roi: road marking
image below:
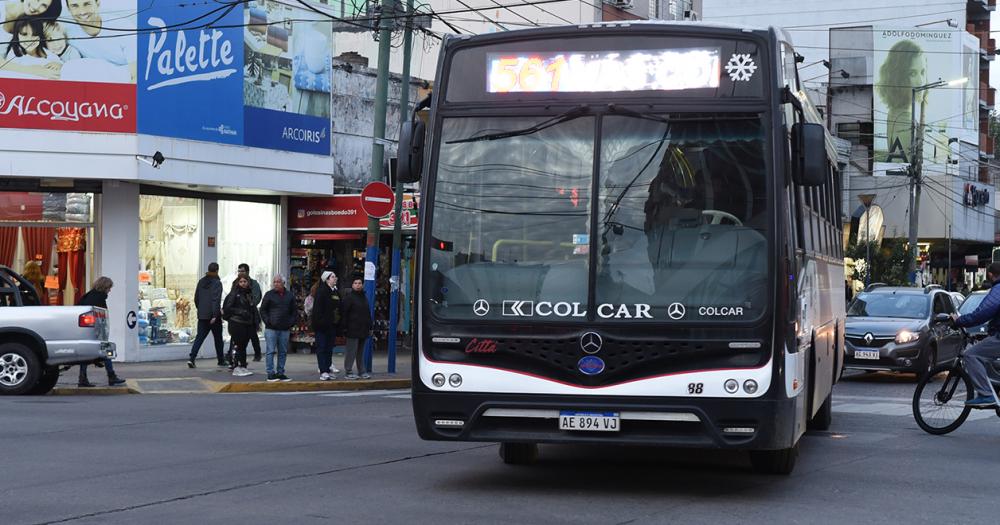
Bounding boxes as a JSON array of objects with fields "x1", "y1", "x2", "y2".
[
  {"x1": 834, "y1": 399, "x2": 995, "y2": 421},
  {"x1": 318, "y1": 389, "x2": 407, "y2": 398}
]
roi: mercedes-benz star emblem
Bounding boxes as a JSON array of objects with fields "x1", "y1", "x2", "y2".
[
  {"x1": 667, "y1": 302, "x2": 686, "y2": 320},
  {"x1": 473, "y1": 299, "x2": 490, "y2": 317},
  {"x1": 580, "y1": 332, "x2": 603, "y2": 354},
  {"x1": 863, "y1": 332, "x2": 874, "y2": 345}
]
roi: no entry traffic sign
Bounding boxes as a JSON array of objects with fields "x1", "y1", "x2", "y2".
[{"x1": 361, "y1": 181, "x2": 395, "y2": 218}]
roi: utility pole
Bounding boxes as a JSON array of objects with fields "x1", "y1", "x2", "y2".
[
  {"x1": 364, "y1": 0, "x2": 396, "y2": 373},
  {"x1": 386, "y1": 0, "x2": 414, "y2": 375},
  {"x1": 906, "y1": 86, "x2": 922, "y2": 285},
  {"x1": 905, "y1": 77, "x2": 968, "y2": 285}
]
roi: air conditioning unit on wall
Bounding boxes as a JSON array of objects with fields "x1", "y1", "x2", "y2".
[{"x1": 607, "y1": 0, "x2": 634, "y2": 10}]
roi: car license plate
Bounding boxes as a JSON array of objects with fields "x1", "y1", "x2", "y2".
[
  {"x1": 854, "y1": 350, "x2": 879, "y2": 360},
  {"x1": 559, "y1": 411, "x2": 620, "y2": 432}
]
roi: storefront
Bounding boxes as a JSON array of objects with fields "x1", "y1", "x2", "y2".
[
  {"x1": 0, "y1": 191, "x2": 97, "y2": 306},
  {"x1": 287, "y1": 194, "x2": 418, "y2": 351},
  {"x1": 135, "y1": 195, "x2": 281, "y2": 352}
]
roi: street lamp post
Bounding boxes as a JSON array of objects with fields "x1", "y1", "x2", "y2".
[
  {"x1": 859, "y1": 194, "x2": 876, "y2": 286},
  {"x1": 905, "y1": 77, "x2": 968, "y2": 284}
]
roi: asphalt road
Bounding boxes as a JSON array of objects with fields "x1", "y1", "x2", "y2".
[{"x1": 3, "y1": 371, "x2": 996, "y2": 525}]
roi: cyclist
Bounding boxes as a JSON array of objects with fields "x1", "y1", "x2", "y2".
[{"x1": 951, "y1": 262, "x2": 1000, "y2": 407}]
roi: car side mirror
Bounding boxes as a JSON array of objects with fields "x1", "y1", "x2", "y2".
[
  {"x1": 933, "y1": 313, "x2": 951, "y2": 324},
  {"x1": 791, "y1": 122, "x2": 827, "y2": 186}
]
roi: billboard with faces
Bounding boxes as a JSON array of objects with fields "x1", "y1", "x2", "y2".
[{"x1": 0, "y1": 0, "x2": 137, "y2": 132}]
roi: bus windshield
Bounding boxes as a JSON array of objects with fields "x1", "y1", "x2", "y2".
[{"x1": 427, "y1": 113, "x2": 769, "y2": 322}]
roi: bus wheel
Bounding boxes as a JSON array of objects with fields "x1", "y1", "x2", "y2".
[
  {"x1": 807, "y1": 393, "x2": 832, "y2": 431},
  {"x1": 749, "y1": 444, "x2": 798, "y2": 475},
  {"x1": 499, "y1": 442, "x2": 538, "y2": 465}
]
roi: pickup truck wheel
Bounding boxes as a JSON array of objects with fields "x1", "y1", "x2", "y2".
[
  {"x1": 27, "y1": 367, "x2": 59, "y2": 395},
  {"x1": 0, "y1": 342, "x2": 41, "y2": 396}
]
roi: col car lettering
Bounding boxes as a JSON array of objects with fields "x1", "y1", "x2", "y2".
[
  {"x1": 501, "y1": 300, "x2": 652, "y2": 319},
  {"x1": 144, "y1": 17, "x2": 237, "y2": 90},
  {"x1": 698, "y1": 306, "x2": 745, "y2": 316}
]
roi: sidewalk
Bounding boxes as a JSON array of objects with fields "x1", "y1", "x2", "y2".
[{"x1": 55, "y1": 350, "x2": 412, "y2": 395}]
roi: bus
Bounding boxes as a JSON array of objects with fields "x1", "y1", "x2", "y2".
[{"x1": 397, "y1": 21, "x2": 845, "y2": 474}]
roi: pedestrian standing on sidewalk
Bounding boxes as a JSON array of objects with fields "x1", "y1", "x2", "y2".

┄┄┄┄┄┄

- [Task directions] Copy each line above that contains the word "sidewalk".

- [Exercise output]
roi: sidewalk
roi: pedestrian standing on sidewalk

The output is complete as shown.